>> START Material

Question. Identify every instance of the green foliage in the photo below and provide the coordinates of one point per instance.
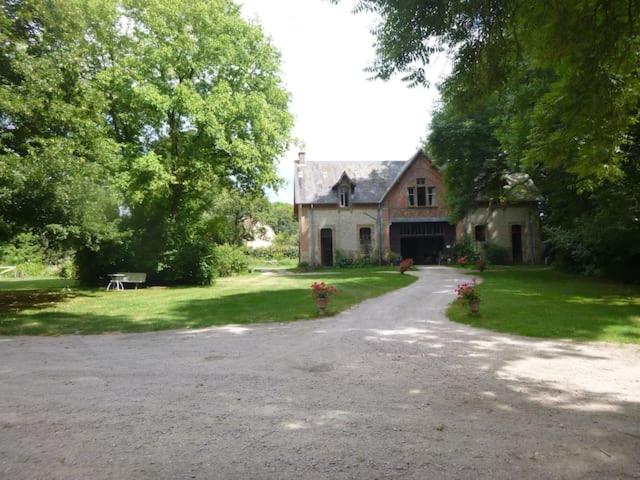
(586, 51)
(465, 147)
(229, 260)
(279, 216)
(304, 267)
(391, 258)
(27, 253)
(346, 260)
(125, 125)
(283, 246)
(41, 308)
(465, 248)
(542, 302)
(68, 270)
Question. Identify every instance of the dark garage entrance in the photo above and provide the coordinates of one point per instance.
(421, 241)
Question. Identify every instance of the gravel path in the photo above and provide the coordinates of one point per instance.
(389, 389)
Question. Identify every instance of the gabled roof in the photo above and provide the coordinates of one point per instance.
(314, 181)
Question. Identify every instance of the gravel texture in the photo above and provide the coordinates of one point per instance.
(388, 389)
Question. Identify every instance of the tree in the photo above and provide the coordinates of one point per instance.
(154, 108)
(465, 147)
(56, 155)
(587, 49)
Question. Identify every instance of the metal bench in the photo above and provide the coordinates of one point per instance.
(119, 279)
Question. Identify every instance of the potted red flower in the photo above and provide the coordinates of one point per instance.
(405, 265)
(321, 294)
(466, 292)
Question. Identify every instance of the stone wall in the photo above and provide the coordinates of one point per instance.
(345, 224)
(498, 221)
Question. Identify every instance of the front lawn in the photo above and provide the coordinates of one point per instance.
(48, 308)
(542, 302)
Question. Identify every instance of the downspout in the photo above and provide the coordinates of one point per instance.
(379, 231)
(312, 238)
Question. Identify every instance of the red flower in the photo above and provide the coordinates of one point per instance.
(322, 290)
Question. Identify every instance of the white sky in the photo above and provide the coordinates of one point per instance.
(339, 113)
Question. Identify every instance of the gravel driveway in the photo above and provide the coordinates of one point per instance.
(389, 389)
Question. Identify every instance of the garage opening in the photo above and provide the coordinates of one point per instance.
(424, 242)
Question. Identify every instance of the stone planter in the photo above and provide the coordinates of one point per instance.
(322, 303)
(474, 305)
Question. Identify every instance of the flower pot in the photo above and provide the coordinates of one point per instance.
(474, 305)
(322, 303)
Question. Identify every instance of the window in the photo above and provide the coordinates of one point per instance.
(411, 192)
(365, 241)
(431, 196)
(344, 196)
(422, 195)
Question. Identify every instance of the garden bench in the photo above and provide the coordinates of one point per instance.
(119, 279)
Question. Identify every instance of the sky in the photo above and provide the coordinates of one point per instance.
(340, 114)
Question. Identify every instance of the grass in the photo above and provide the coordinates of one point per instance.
(46, 307)
(542, 302)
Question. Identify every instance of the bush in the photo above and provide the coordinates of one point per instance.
(229, 260)
(94, 264)
(496, 254)
(304, 267)
(27, 253)
(391, 258)
(283, 246)
(67, 269)
(343, 260)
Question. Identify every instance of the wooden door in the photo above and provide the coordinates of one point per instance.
(516, 243)
(326, 247)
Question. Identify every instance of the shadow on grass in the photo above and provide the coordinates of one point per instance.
(246, 308)
(549, 304)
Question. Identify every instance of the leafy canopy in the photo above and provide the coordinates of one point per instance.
(123, 121)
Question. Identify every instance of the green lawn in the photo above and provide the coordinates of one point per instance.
(46, 307)
(542, 302)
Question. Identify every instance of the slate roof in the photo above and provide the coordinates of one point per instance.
(314, 181)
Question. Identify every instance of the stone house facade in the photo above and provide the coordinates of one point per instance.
(370, 208)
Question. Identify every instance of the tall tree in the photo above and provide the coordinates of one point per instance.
(587, 48)
(166, 104)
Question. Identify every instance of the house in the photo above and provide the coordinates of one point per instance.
(371, 208)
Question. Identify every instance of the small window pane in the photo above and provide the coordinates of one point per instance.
(431, 193)
(422, 196)
(365, 241)
(344, 197)
(411, 195)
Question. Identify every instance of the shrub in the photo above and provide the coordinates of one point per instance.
(466, 292)
(283, 246)
(496, 254)
(343, 260)
(322, 290)
(27, 254)
(229, 260)
(67, 269)
(304, 267)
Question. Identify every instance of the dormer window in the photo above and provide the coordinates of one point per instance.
(421, 195)
(344, 193)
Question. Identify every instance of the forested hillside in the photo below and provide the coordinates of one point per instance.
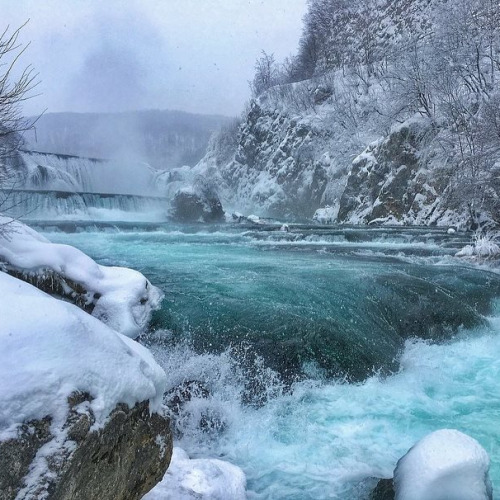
(414, 82)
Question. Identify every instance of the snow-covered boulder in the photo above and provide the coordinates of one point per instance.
(79, 403)
(122, 298)
(446, 464)
(200, 479)
(485, 246)
(326, 215)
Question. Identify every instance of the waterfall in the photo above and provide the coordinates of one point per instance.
(51, 186)
(51, 205)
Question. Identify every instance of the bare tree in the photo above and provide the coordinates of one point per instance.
(16, 86)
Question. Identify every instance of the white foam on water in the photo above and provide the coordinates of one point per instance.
(323, 438)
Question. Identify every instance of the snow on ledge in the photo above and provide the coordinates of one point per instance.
(444, 464)
(199, 479)
(51, 348)
(124, 299)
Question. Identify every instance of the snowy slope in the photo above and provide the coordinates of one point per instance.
(122, 298)
(51, 348)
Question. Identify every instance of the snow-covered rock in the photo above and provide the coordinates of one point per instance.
(51, 348)
(200, 479)
(122, 298)
(446, 464)
(76, 403)
(485, 246)
(326, 215)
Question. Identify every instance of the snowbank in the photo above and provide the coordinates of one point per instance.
(485, 246)
(51, 348)
(122, 298)
(444, 464)
(326, 215)
(201, 479)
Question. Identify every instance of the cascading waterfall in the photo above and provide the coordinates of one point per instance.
(51, 186)
(53, 205)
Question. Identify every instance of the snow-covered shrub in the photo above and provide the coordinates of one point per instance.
(486, 245)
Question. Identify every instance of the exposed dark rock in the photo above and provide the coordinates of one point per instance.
(177, 397)
(197, 204)
(16, 455)
(384, 490)
(121, 461)
(277, 169)
(387, 180)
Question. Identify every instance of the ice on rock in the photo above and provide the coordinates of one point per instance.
(445, 465)
(51, 348)
(326, 215)
(124, 298)
(200, 479)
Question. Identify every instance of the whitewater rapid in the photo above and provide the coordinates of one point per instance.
(302, 421)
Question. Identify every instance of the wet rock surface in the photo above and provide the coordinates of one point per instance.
(122, 460)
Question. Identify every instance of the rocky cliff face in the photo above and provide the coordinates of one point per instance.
(121, 461)
(276, 167)
(389, 181)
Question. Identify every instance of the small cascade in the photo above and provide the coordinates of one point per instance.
(48, 186)
(52, 205)
(87, 175)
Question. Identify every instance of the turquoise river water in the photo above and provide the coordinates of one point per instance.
(316, 357)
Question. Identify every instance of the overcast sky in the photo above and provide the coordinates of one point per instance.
(116, 55)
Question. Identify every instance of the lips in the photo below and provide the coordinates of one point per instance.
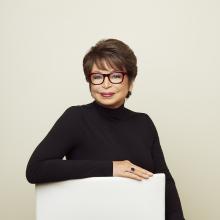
(107, 94)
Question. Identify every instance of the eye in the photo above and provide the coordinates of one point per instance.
(97, 76)
(116, 75)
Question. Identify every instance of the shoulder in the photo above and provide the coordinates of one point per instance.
(145, 119)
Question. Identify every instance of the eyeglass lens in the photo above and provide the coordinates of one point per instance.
(115, 77)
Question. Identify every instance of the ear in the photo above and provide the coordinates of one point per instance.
(131, 84)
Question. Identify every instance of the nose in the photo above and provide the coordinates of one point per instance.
(106, 82)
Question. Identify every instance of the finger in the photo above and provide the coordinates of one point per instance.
(132, 176)
(140, 171)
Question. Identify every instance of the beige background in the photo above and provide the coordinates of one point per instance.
(177, 45)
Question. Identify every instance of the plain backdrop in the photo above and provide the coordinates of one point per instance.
(42, 44)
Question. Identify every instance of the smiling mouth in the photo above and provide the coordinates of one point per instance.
(107, 94)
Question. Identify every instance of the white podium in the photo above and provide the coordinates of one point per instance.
(102, 198)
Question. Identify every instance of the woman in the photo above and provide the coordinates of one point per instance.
(104, 138)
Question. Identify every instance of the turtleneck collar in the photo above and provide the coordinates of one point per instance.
(118, 113)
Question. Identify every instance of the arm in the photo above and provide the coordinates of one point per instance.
(173, 209)
(46, 163)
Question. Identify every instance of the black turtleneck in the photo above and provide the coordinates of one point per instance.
(91, 136)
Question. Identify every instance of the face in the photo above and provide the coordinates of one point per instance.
(119, 90)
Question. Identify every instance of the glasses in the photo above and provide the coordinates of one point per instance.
(115, 77)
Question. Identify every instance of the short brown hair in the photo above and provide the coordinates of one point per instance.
(116, 53)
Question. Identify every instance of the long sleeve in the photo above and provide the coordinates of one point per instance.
(173, 209)
(46, 163)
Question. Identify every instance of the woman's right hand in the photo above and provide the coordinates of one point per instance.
(123, 169)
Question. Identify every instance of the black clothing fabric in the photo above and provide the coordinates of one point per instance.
(91, 136)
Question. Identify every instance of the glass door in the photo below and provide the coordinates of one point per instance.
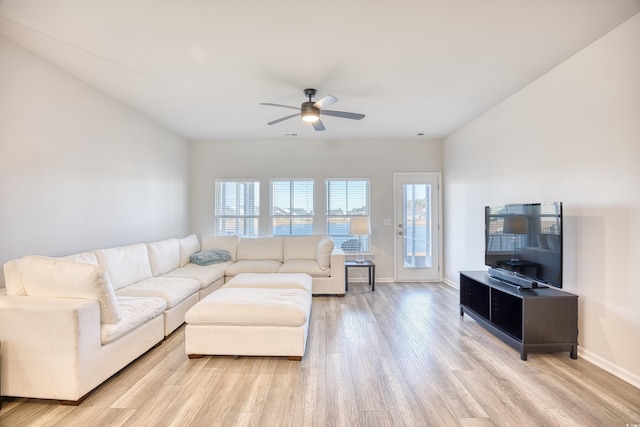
(417, 231)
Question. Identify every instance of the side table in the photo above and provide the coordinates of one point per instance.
(366, 264)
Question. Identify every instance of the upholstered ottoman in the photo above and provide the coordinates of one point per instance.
(269, 319)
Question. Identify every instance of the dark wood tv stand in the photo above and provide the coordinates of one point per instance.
(529, 320)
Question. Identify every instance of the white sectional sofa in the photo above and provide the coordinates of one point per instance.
(315, 255)
(68, 324)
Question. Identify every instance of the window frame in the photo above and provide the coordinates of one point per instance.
(341, 221)
(249, 222)
(293, 218)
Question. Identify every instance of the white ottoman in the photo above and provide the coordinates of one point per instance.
(270, 319)
(271, 281)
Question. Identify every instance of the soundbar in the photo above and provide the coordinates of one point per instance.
(515, 279)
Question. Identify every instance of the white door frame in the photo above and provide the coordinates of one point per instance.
(396, 219)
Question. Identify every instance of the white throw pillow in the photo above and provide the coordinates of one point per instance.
(325, 249)
(164, 256)
(126, 264)
(188, 246)
(52, 277)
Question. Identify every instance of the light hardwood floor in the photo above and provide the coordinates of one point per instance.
(399, 356)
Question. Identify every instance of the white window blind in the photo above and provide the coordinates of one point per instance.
(345, 198)
(292, 207)
(237, 209)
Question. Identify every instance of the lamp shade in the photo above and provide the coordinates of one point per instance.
(359, 225)
(515, 224)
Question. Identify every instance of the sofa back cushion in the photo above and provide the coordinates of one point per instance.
(261, 248)
(300, 247)
(324, 251)
(13, 279)
(188, 246)
(227, 243)
(86, 257)
(126, 265)
(55, 277)
(164, 256)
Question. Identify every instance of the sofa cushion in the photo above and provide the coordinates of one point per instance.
(308, 266)
(173, 290)
(228, 243)
(188, 246)
(252, 307)
(86, 257)
(126, 265)
(135, 311)
(264, 248)
(164, 256)
(256, 266)
(206, 275)
(54, 277)
(210, 256)
(324, 251)
(300, 247)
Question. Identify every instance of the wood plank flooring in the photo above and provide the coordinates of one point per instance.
(399, 356)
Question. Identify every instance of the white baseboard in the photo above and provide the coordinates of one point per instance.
(612, 368)
(451, 283)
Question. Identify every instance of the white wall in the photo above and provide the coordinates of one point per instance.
(573, 136)
(318, 159)
(78, 170)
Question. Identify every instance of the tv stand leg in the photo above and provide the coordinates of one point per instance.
(573, 353)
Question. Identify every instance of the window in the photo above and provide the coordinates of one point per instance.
(237, 210)
(345, 198)
(292, 207)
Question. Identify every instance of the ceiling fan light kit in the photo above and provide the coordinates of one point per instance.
(310, 111)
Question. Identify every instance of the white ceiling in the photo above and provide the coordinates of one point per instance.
(201, 67)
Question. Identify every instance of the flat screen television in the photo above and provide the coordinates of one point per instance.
(523, 243)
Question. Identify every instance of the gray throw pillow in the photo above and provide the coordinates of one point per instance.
(210, 256)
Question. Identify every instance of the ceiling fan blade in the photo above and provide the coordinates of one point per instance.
(279, 105)
(281, 119)
(318, 125)
(327, 100)
(342, 114)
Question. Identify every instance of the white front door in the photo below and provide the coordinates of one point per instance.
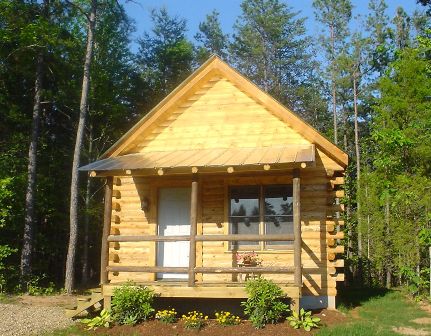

>> END Material

* [Problem to work on]: Please return every line from the rows above that contains the word "garage".

* [Exercise result]:
Question. Identify every instance of the dark garage entrance in the photo above and provide the coordinates of one point per instance.
Question. Identify every instance of the garage opening in the photo above and provide the coordinates of one point per instance.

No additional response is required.